What to work on —
1. Rewrite the part of the forum thread that begins at the words "Fuck you, Tony." and ends after "more and more.", changing "Tony" to "Khan".
2. Translate this sentence from the forum thread into French: "Money may keep it alive, but anyone who takes pride in their work should be ashamed and looking elsewhere."

Source text —
◆ ◆ ◆ ◆ ◆ ◆ ◆
Yeah it's super weird how MJF never wrestles. His matches are always good, so it's not like they have to hide that he can't work


----------



## BestInTheWorld312 (Dec 31, 2013)

Why is Tony just putting ROH everywhere now


----------



## redban (Feb 16, 2007)

Some of ya’ll got nothing else to do. It’s a 2-hour wrestling show that airs once a week. It ain’t that serious


----------



## bdon (Nov 12, 2019)

First episode I’ve watched beginning to end since the episode after All Out.

This show sucks so fucking bad. Jeff Jarrett? 10 minutes dedicated to Billy Gunn? Samoa fucking Joe and Brian Cage in the main event?

Fuck you, Tony. Your company was doing great.It was growing. The Elite were garnering the highest rated segments thanks to newfound eyes giving it a chance…and you fucking gave away the show to _The WWE Rejects. _

You proceeded to lose the momentum as you stopped showing the world stars they’d never seen. You buried Page in a 6 month long story with Adam Cole for no reason, other than have him be a placeholder to get the belt on your hero, you fucking mark.

And I’m not sure your stupid fucking mark ass didn’t buy ROH just as a favor to Bryan and Punk, which you’re now forced to fucking shove to TV every Wednesday as your show loses relevancy more and more.

Fuck you, dog wanker.


----------



## Chan Hung (Dec 28, 2011)

Geeee said:


> Yeah it's super weird how MJF never wrestles. His matches are always good, so it's not like they have to hide that he can't work


Even a quick squash, but nope. 

In WWE he would wrestle weekly. Hell, look at Cody...he stopped bleeding every week when he went to WWE, so people can change LOL


----------



## Chan Hung (Dec 28, 2011)

bdon said:


> First episode I’ve watched beginning to end since the episode after All Out.
> 
> *This show sucks so fucking bad*. Jeff Jarrett? 10 minutes dedicated to Billy Gunn? Samoa fucking Joe and Brian Cage in the main event?
> 
> ...


We dont always agree, but when we agree...WE AGREE!


----------



## bdon (Nov 12, 2019)

Chan Hung said:


> We dont always agree, but when we agree...WE AGREE!


It’s dead. Money may keep it alive, but anyone who takes pride in their work should be ashamed and looking elsewhere. Props to Mox and Jericho for getting their bags, but they hitched their wagon to a rudderless ship that is quickly headed for shore.


----------



## Chan Hung (Dec 28, 2011)

bdon said:


> It’s dead. Money may keep it alive, but anyone who takes pride in their work should be ashamed and looking elsewhere. Props to Mox and Jericho for getting their bags, but they hitched their wagon to a rudderless ship that is quickly headed for shore.


Agree 100%%%


----------



## ElTerrible (Feb 8, 2004)

Why they giving away Shibata/OC on Rampage. This should be on Full Gear. Hopefully there is some fuckery on Friday that pushes it back.


----------



## Chan Hung (Dec 28, 2011)

ElTerrible said:


> Why they giving away Shibata/OC on Rampage. This should be on Full Gear. Hopefully there is some fuckery on Friday that pushes it back.


It belongs on youtube Dark.


----------



## ripcitydisciple (Dec 18, 2014)
◆ ◆ ◆ ◆ ◆ ◆ ◆
Available data —
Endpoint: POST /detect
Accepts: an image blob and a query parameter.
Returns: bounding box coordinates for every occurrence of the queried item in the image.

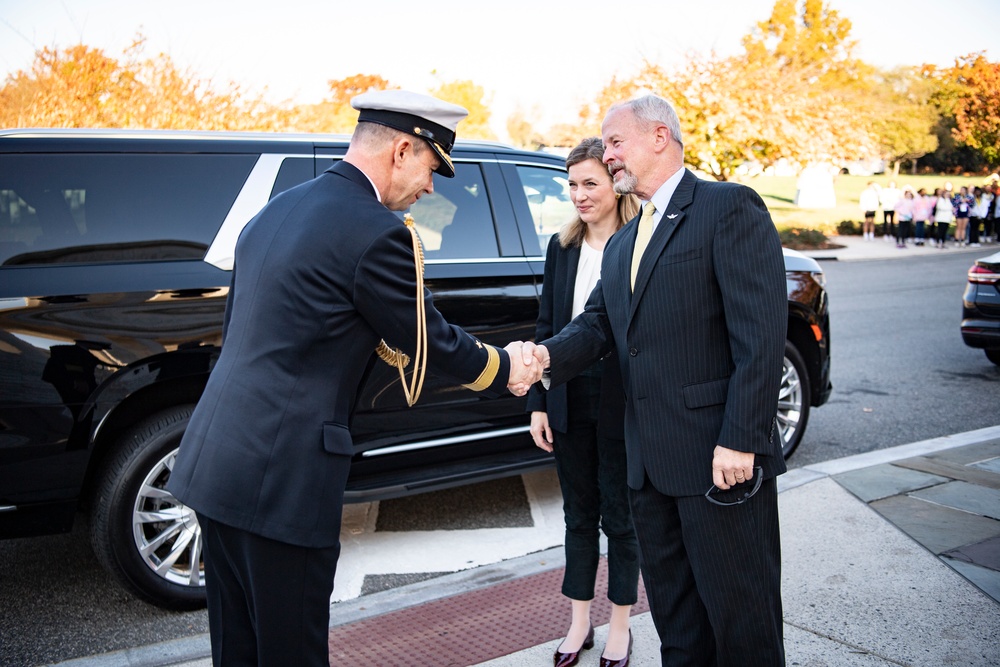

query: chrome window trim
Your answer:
[361,426,531,458]
[204,149,565,271]
[204,153,290,271]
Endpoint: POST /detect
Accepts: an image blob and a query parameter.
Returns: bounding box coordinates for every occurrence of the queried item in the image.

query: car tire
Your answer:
[90,405,205,610]
[777,340,811,460]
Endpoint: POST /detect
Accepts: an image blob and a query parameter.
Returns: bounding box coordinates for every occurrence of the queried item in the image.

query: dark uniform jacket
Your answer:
[168,162,509,547]
[542,172,788,496]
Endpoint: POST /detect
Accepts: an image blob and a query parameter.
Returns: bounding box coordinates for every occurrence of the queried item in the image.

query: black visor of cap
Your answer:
[358,109,455,178]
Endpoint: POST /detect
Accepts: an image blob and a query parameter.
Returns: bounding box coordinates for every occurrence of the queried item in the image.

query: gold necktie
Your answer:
[632,201,656,291]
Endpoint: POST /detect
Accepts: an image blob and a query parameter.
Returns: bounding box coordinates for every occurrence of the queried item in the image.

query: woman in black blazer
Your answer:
[528,137,639,667]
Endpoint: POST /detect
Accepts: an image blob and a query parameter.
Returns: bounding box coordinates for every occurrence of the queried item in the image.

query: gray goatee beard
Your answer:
[614,170,639,195]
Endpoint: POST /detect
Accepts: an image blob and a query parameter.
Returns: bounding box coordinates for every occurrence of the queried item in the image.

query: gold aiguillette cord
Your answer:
[375,213,427,408]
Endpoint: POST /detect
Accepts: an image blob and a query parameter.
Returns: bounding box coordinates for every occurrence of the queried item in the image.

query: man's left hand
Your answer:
[712,445,754,491]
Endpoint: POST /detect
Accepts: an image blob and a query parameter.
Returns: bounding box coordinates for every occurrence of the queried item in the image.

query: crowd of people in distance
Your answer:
[858,180,1000,248]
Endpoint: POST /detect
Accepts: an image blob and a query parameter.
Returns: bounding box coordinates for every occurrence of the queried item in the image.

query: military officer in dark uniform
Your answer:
[167,90,541,666]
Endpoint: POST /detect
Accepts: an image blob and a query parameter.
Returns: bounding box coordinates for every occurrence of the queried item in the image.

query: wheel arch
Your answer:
[80,348,218,509]
[785,304,823,407]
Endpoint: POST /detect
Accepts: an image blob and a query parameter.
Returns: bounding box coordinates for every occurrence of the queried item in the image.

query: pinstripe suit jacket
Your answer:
[542,172,788,496]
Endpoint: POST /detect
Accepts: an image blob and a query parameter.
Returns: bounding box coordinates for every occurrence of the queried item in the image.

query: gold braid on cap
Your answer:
[375,213,427,408]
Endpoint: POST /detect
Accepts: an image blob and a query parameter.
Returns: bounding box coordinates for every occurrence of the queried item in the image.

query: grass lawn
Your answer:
[742,174,984,236]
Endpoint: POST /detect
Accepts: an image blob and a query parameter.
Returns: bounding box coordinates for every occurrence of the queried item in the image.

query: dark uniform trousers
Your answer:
[198,515,340,667]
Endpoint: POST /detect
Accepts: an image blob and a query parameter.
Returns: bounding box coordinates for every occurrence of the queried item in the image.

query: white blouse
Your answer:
[571,241,604,317]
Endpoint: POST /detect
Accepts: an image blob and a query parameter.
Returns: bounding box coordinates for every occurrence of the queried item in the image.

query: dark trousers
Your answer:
[629,479,785,667]
[937,222,951,245]
[896,220,913,243]
[882,211,896,236]
[198,515,340,667]
[553,376,639,606]
[969,218,983,243]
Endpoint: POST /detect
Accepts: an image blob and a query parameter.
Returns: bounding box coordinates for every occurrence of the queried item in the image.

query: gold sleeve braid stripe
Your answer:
[462,345,500,391]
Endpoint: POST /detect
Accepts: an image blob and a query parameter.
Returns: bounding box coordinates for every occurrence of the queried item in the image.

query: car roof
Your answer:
[0,128,562,161]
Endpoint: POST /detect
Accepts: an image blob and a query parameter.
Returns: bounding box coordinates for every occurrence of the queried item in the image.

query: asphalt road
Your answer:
[0,247,1000,667]
[789,247,1000,467]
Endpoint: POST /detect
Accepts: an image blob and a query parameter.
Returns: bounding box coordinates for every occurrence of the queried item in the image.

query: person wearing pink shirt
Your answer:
[913,188,934,245]
[895,185,916,248]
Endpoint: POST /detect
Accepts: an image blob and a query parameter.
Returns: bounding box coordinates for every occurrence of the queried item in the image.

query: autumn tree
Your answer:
[564,0,877,180]
[288,74,398,134]
[507,107,546,150]
[430,80,497,141]
[949,53,1000,167]
[0,35,286,130]
[869,67,941,176]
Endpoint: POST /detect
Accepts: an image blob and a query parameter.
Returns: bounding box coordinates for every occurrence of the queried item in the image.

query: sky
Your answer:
[0,0,1000,139]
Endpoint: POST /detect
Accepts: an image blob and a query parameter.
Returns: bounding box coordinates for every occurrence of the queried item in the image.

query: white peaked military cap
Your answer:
[351,90,469,178]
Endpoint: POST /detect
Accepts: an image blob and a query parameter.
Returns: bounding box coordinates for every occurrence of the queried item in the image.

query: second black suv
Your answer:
[0,130,830,608]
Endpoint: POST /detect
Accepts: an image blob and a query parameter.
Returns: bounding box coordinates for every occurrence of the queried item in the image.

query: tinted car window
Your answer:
◆ ◆ ◆ ◆ ◆ ◆ ◆
Expected results —
1.
Fuck you, Khan. Your company was doing great.It was growing. The Elite were garnering the highest rated segments thanks to newfound eyes giving it a chance…and you fucking gave away the show to _The WWE Rejects. _

You proceeded to lose the momentum as you stopped showing the world stars they’d never seen. You buried Page in a 6 month long story with Adam Cole for no reason, other than have him be a placeholder to get the belt on your hero, you fucking mark.

And I’m not sure your stupid fucking mark ass didn’t buy ROH just as a favor to Bryan and Punk, which you’re now forced to fucking shove to TV every Wednesday as your show loses relevancy more and more.

2. L'argent peut le maintenir en vie, mais quiconque est fier de son travail devrait avoir honte et chercher ailleurs.